[Prompt]
Exclude the pictures, then copy all remaining records exactly.

◆ ◆ ◆ ◆ ◆ ◆ ◆

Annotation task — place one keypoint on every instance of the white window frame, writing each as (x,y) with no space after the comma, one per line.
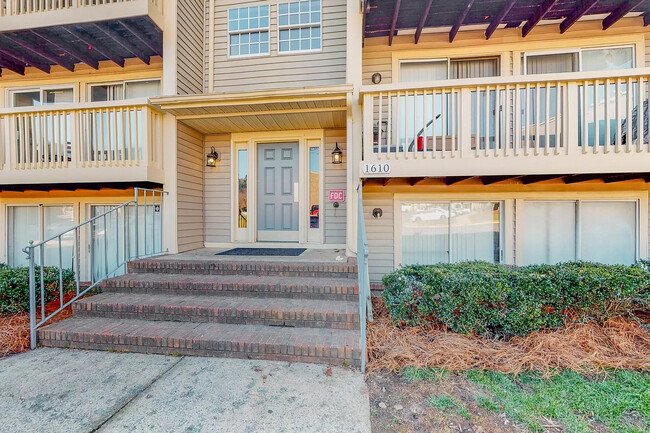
(240,32)
(578,51)
(41,89)
(89,93)
(299,26)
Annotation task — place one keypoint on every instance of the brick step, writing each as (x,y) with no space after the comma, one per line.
(247,267)
(330,346)
(235,285)
(222,309)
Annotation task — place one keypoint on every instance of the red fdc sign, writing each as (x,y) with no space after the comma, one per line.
(337,195)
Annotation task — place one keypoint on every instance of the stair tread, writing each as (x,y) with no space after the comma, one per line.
(208,331)
(226,302)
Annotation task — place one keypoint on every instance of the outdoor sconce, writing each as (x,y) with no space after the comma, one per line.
(211,158)
(337,155)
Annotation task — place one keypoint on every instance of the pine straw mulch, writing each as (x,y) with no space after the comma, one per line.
(587,348)
(14,328)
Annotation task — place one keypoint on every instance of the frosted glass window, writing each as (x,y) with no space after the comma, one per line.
(608,231)
(22,227)
(549,234)
(300,26)
(442,232)
(411,72)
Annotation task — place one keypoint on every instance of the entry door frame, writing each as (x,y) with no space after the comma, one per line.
(249,141)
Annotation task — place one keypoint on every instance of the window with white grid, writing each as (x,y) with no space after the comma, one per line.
(300,26)
(248,31)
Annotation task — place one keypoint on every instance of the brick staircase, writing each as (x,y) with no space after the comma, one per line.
(301,311)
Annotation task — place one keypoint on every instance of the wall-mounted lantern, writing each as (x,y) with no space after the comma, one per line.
(337,155)
(211,158)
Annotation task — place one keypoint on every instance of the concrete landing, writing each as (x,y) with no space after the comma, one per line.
(64,390)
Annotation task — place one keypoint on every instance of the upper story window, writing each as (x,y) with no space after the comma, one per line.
(587,59)
(41,96)
(124,90)
(299,23)
(443,69)
(248,31)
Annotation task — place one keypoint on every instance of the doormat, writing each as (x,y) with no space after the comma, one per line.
(286,252)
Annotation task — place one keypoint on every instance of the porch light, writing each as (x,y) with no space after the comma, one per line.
(212,158)
(337,155)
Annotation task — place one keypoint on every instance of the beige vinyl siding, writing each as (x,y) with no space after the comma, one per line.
(277,71)
(335,178)
(189,188)
(217,195)
(381,233)
(190,47)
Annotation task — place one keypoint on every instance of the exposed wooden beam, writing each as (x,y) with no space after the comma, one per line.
(539,14)
(576,14)
(57,60)
(153,45)
(123,42)
(12,65)
(67,48)
(459,21)
(26,59)
(97,46)
(620,12)
(499,17)
(393,23)
(423,19)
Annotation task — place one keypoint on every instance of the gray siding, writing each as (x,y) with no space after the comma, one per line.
(281,71)
(217,195)
(335,178)
(381,234)
(190,47)
(189,188)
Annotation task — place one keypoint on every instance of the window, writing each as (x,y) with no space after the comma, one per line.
(248,31)
(124,90)
(588,59)
(447,232)
(37,97)
(598,231)
(300,26)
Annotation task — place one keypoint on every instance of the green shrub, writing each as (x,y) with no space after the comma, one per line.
(14,287)
(504,301)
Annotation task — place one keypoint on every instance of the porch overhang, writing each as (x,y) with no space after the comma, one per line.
(275,110)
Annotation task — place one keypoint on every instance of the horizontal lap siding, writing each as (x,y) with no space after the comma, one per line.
(190,188)
(281,71)
(380,233)
(217,193)
(335,178)
(190,47)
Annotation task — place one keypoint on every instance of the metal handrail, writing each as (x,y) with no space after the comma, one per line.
(157,199)
(365,303)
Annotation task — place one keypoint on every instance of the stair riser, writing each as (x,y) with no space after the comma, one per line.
(318,271)
(224,349)
(204,315)
(216,289)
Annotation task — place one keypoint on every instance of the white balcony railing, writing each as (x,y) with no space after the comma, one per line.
(23,14)
(107,142)
(544,124)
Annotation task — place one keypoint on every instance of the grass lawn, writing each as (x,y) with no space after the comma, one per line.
(424,400)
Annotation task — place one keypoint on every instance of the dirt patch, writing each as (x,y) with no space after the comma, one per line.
(444,406)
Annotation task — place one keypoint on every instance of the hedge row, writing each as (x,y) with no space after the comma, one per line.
(504,301)
(14,287)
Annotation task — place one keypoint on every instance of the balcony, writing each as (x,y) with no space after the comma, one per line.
(105,142)
(28,14)
(556,124)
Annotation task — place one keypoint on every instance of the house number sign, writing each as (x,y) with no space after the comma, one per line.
(378,168)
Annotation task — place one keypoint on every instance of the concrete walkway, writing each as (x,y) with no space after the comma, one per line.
(63,390)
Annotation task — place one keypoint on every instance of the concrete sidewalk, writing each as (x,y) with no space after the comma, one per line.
(68,391)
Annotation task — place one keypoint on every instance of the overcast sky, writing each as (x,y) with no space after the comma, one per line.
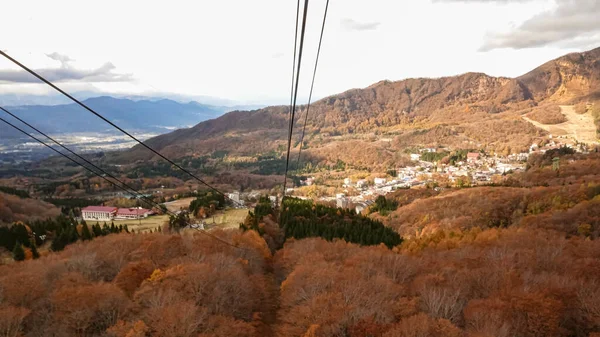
(242,50)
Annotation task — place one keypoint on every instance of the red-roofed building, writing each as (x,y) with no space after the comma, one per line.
(132,213)
(98,213)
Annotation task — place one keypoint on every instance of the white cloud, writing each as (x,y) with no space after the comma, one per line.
(242,50)
(66,73)
(572,23)
(350,24)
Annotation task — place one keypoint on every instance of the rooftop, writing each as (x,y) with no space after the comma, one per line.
(99,209)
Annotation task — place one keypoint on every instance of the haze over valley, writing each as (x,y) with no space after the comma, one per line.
(383,168)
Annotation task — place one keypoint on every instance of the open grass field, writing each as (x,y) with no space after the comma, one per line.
(178,204)
(580,127)
(230,218)
(144,225)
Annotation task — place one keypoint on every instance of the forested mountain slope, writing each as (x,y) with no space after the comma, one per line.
(469,110)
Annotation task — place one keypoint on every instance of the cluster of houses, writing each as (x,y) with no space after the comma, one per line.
(107,213)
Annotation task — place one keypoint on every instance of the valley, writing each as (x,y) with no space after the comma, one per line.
(444,207)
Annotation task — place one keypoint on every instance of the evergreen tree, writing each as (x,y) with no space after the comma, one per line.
(105,229)
(60,241)
(34,250)
(18,252)
(85,232)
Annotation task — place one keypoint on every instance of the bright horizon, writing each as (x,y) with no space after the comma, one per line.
(242,51)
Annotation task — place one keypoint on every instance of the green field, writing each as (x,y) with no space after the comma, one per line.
(144,225)
(230,218)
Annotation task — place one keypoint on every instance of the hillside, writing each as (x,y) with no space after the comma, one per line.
(535,277)
(14,208)
(470,110)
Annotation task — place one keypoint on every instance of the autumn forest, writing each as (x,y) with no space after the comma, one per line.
(521,258)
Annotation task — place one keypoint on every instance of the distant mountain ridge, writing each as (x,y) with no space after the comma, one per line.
(156,116)
(469,110)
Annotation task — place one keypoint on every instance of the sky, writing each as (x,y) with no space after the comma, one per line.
(242,50)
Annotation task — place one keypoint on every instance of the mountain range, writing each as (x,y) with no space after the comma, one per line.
(374,125)
(136,115)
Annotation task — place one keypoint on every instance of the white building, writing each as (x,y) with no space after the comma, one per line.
(235,196)
(379,181)
(99,213)
(342,202)
(106,213)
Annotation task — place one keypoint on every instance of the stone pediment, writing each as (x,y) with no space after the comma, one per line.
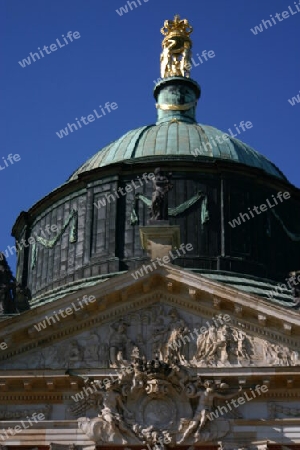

◆ ◆ ◆ ◆ ◆ ◆ ◆

[Response to this task]
Annotation task — place one keypoint on every instance of the white window frame, writing each as (x,y) with no space after the comma, one per line.
(240,32)
(578,51)
(41,89)
(89,93)
(299,26)
Annotation task — place one keypoint on every instance of the brick step, writing each as (x,y) with no space after the comma, one per line.
(247,267)
(330,346)
(235,285)
(222,309)
Annotation task — place one keypoint on every instance of the red fdc sign, writing each as (x,y) with no space after the comma, one per line.
(337,195)
Annotation task — place one keypoint on every instance of the stair tread, writing each as (x,y) with no space after the comma, one per line.
(208,331)
(226,302)
Annotation task — place one keypoint on every instance of the outdoor sconce, writing each as (x,y) with no space after the comma, one per line.
(211,158)
(337,155)
Annotation task — place one keypoint on every instance of the pine straw mulch, writing each as (x,y) with no space after the comma, one per line.
(587,348)
(14,328)
Annotation task — place one keypoint on every instance of the frosted glass window, writing each as (x,y) with no space after the comma, one per line.
(608,231)
(22,227)
(549,234)
(300,26)
(442,232)
(411,72)
Annotation task — place one keypoint on every instance of the entry door frame, writing each as (x,y) with no space after the comma, one per line.
(249,141)
Annotation task — place one keypoint on every instance of the window with white grid, writing each as (x,y) with no space after the comma, one per line.
(300,26)
(248,31)
Annotation task — place one keypoint on every instance of the brick staircase, writing each as (x,y) with no space after the comma, one per line.
(301,311)
Annotation task — place one keypoint on every instance of the wall-mounted lantern, writing each as (x,y) with no space after the comma, one per line.
(337,155)
(211,158)
Annotation task — place one keypoint on every instance of the concrete landing, writing each as (x,y) with no space after the comma, one per line.
(64,390)
Annotation task — place one keypoint on every instance of the upper story window, writing each as (x,y) with no space after the comma, one per line.
(587,59)
(41,96)
(124,90)
(299,23)
(443,69)
(248,31)
Annotation task — place one keypoint on every instance of the doormat, writing each as (x,y) with no space after the comma, one per line.
(286,252)
Annotation task — place one keypoint on every instance of the porch light, writing each as (x,y) with no space after the comma, one per line.
(212,158)
(337,155)
Annotation task — place one keypoint on every instance of the beige vinyl siding, writing each as (x,y) with no space after the comma, one per line.
(277,71)
(335,178)
(189,188)
(217,195)
(381,233)
(190,47)
Annotation task — place one keypoint on every instance of the exposed wooden beam, writing each as (x,y) with no space after the comma, one per line.
(539,14)
(576,14)
(57,60)
(153,45)
(123,42)
(12,65)
(67,48)
(459,21)
(26,59)
(97,46)
(620,12)
(499,17)
(393,23)
(423,19)
Annotation task — place one keypoint on every instance of the gray siding, writing each as (x,y) with no space after the comma, one per line.
(281,71)
(217,195)
(335,178)
(381,234)
(190,47)
(189,188)
Annotation task — place one keypoint on every instance of the window, writing each as (x,y) with no space after the comma, one per line.
(248,31)
(124,90)
(588,59)
(447,232)
(37,97)
(598,231)
(300,26)
Annotation task — place one keypoint on every instance of the green shrub, writing each as (x,y) with no space after the comma, one per line.
(14,287)
(504,301)
Annotation task — place one keypoint on every instance of the porch overhang, writing each as (x,y) with no space after the comma, one per line.
(275,110)
Annotation task — place one keypoint on every instance of the horizontal lap siding, writing each as (x,y) with no space after the comma, one per line.
(190,188)
(281,71)
(380,233)
(217,193)
(335,178)
(190,47)
Annotation task — place one keypoint on every instance of the metal handrail, writing each as (x,y) with no space after the comma, one per line.
(157,199)
(365,303)
Annotation task — place one keypoint on every instance of the stair riser, writing each as (x,y) with no space after the comma, one per line.
(318,271)
(224,349)
(204,315)
(216,289)
Annotation task — place one keypoint on every instance of the white balcony railing, writing each as (x,y) with no space after the comma, one per line.
(23,14)
(107,142)
(544,124)
Annotation task — place one keypoint on every instance of the grass lawn, writing each as (x,y) with no space after the comma, one per line.
(424,400)
Annotation task — place one keypoint on every instance of the dirt patch, writing each as (x,y) with no space after the comma, one per line.
(444,406)
Annotation task — place one keypoint on every instance of the hedge row, writing each as (x,y) with no space after the comma, one per line.
(504,301)
(14,287)
Annotation task — place one keypoint on every instance of the balcony, writing each as (x,y) with no space after the comma, one per line.
(105,142)
(28,14)
(556,124)
Annotation task — place one keypoint on every instance of the house number sign, writing each as (x,y) with no space after the comma, one per line.
(378,168)
Annotation task — place one keypoint on every instance of the concrete walkway, writing each as (x,y) with no space after the comma, one per line.
(63,390)
Annotation task — place one keypoint on every instance of the concrete sidewalk, writing each as (x,y) with no space after the comma, one per line.
(68,391)
Annotation task — place one keypoint on every instance of the overcast sky, writing each as (x,y) with no space after the comma, one per line.
(242,50)
Annotation task — place one keypoint on every instance of the red-roofed building, writing each as (x,y) with no space after the comma, one per line.
(132,213)
(98,213)
Annotation task — place one keypoint on every instance of the white cloud, writing each as (x,y) with no space after the comma, one per line.
(242,50)
(66,73)
(572,23)
(350,24)
Annotation task — place one keypoint on every instance of the rooftop, writing each as (x,y) with no space after the comma, one per line.
(99,209)
Annotation task — place one keypoint on every instance of the haze over valley, writing each as (x,y) with no space after the comma, one per line.
(383,168)
Annotation task — place one keypoint on every instance of the open grass field, writing each as (x,y) with no space after the comma, one per line.
(178,204)
(580,127)
(230,218)
(144,225)
Annotation task — place one keypoint on every instance of the forested mountain slope, writing each as (x,y) with no space after the comma, one per line.
(469,110)
Annotation task — place one keypoint on every instance of the cluster of houses, writing each as (x,y) with no space after the comma, one per line.
(107,213)
Annotation task — place one keypoint on every instance of the valley, writing each as (x,y) with no space after the comma, one per line.
(444,207)
Annotation task — place one keypoint on every instance of the evergreen tree, writing each as (x,y) with no space after the comma, one per line.
(105,229)
(60,241)
(34,250)
(18,252)
(85,232)
Annotation task — place one keypoint on every instance of the bright horizon, writing each as (x,y) with no space after the comma, one per line.
(242,51)
Annotation task — place one keypoint on every instance of the green field, writing each as (x,y) with no space after the comma, one per line.
(144,225)
(230,218)
Annotation task — place one keypoint on every instance of the hillside, writing each as (x,y) with no space after the comma, one per line.
(535,277)
(14,208)
(470,110)
Annotation task — place one keypoint on every instance of the autumn forest, writing each as (x,y) with no space after the comma, one per line.
(521,258)
Annotation task — place one keypoint on every instance of the distant mountain ridge, writing each as (x,y) with no space after the comma, one per line.
(156,116)
(469,110)
Annotation task — place one keypoint on every instance of the sky, writing each as (x,y) with no space after the comma, one per line.
(242,50)
Annotation task — place one keypoint on every instance of the mountain range, writing each as (x,y) with no space after the comma, one per line.
(374,125)
(136,115)
Annotation task — place one keypoint on every instance of the white building, writing each as (x,y) with no space after the comma, one per line.
(235,196)
(379,181)
(99,213)
(342,202)
(106,213)
Annotation task — place one keypoint on every instance of the stone pediment, writing each as (x,y) with no space after the comma, one per line.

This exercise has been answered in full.